Records from a data source -
------------------------------

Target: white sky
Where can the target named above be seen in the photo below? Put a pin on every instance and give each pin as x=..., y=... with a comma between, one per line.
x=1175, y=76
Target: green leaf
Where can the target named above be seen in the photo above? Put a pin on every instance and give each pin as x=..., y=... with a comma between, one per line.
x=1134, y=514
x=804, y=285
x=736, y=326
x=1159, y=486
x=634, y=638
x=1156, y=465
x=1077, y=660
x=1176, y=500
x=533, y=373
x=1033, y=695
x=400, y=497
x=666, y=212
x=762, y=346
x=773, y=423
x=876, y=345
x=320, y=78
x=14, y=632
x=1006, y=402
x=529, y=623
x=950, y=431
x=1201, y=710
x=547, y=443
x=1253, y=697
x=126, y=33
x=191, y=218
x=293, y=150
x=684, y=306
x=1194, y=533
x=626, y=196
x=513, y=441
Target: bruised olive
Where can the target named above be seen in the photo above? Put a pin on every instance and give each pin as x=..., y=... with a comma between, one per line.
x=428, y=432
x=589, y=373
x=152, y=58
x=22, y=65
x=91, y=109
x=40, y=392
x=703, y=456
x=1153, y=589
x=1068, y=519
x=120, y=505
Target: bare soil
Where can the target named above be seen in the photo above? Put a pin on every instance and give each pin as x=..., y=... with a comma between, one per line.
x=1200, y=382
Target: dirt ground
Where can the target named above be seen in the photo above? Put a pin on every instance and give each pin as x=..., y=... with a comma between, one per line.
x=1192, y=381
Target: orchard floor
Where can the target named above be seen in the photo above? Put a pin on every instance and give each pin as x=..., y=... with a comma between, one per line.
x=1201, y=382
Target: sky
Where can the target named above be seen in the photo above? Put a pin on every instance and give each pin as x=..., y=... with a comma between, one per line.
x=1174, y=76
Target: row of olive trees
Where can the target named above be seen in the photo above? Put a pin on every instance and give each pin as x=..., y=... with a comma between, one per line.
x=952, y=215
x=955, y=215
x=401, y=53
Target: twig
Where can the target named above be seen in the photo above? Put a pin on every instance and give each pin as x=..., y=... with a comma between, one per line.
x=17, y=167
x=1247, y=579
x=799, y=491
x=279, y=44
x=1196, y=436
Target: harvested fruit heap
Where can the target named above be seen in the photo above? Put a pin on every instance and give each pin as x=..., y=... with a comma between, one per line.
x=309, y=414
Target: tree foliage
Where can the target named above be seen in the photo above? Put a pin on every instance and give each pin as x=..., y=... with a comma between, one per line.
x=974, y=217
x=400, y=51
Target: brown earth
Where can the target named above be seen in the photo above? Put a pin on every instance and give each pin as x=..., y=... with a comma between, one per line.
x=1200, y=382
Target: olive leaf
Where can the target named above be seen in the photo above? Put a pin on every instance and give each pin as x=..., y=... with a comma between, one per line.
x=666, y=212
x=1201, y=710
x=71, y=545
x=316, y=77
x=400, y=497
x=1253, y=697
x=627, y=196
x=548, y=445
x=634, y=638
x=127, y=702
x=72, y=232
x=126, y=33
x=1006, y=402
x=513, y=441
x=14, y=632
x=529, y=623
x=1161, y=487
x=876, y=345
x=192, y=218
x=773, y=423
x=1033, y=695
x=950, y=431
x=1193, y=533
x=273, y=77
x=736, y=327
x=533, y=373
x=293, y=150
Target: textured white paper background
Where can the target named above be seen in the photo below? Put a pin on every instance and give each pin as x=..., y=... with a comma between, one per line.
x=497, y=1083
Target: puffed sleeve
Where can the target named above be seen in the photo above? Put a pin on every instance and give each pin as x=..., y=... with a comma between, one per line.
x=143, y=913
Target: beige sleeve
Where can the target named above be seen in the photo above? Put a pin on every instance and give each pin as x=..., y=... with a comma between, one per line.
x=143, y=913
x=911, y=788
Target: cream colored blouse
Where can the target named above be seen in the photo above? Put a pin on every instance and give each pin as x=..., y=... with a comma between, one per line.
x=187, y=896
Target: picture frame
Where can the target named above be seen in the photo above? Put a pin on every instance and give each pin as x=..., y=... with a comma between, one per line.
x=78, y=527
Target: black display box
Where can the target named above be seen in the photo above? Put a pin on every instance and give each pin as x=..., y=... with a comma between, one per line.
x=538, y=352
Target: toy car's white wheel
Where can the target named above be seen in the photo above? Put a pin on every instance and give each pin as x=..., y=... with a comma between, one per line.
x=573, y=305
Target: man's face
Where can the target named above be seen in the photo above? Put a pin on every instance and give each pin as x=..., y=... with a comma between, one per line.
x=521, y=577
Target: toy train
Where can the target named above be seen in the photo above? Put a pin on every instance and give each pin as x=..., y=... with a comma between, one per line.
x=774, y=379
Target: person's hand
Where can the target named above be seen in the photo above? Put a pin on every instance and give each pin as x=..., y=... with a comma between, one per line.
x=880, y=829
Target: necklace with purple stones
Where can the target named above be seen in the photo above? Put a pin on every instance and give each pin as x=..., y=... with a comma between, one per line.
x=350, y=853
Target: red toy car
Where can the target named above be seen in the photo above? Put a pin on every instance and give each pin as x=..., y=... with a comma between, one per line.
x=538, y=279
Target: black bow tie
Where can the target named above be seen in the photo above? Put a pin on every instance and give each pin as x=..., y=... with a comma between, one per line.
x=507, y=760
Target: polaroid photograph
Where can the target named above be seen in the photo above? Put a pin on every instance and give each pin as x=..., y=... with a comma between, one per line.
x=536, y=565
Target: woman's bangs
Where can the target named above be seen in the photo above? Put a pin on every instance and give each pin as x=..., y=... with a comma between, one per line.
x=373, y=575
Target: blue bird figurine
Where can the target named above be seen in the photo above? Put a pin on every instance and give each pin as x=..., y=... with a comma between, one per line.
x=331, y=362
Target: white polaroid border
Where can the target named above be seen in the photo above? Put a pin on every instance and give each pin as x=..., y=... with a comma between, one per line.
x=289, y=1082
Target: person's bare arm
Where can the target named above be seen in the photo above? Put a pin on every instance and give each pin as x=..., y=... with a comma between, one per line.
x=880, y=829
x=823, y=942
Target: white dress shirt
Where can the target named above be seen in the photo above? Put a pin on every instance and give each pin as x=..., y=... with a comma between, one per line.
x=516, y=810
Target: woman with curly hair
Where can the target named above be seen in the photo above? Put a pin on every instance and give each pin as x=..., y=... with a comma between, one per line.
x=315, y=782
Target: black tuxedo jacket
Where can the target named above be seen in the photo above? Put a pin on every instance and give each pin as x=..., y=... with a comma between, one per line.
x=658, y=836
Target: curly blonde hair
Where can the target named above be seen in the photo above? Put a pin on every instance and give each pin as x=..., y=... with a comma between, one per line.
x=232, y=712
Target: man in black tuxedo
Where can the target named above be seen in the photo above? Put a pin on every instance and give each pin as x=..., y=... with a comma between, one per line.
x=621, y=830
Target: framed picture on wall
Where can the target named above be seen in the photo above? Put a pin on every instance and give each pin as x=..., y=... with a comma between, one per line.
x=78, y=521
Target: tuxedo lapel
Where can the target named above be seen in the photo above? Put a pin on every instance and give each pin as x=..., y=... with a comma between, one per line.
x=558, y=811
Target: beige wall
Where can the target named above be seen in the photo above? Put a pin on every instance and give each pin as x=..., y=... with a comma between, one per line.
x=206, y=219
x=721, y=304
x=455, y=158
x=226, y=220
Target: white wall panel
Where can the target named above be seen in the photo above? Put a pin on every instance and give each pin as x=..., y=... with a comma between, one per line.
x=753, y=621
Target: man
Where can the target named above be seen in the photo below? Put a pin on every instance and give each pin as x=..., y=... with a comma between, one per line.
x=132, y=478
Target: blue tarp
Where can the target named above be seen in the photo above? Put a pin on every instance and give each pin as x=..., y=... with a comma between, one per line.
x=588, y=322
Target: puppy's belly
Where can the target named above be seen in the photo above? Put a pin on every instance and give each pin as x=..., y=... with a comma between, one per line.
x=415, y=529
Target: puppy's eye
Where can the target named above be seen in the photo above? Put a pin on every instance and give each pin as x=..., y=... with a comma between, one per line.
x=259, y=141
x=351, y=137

------------------------------

What to do -
Go through the data above and find the lines with the word "tuxedo". Copy each of those lines.

Finished exercise -
Target: black tuxedo jacket
Target: man in black tuxedo
Target: tuxedo lapel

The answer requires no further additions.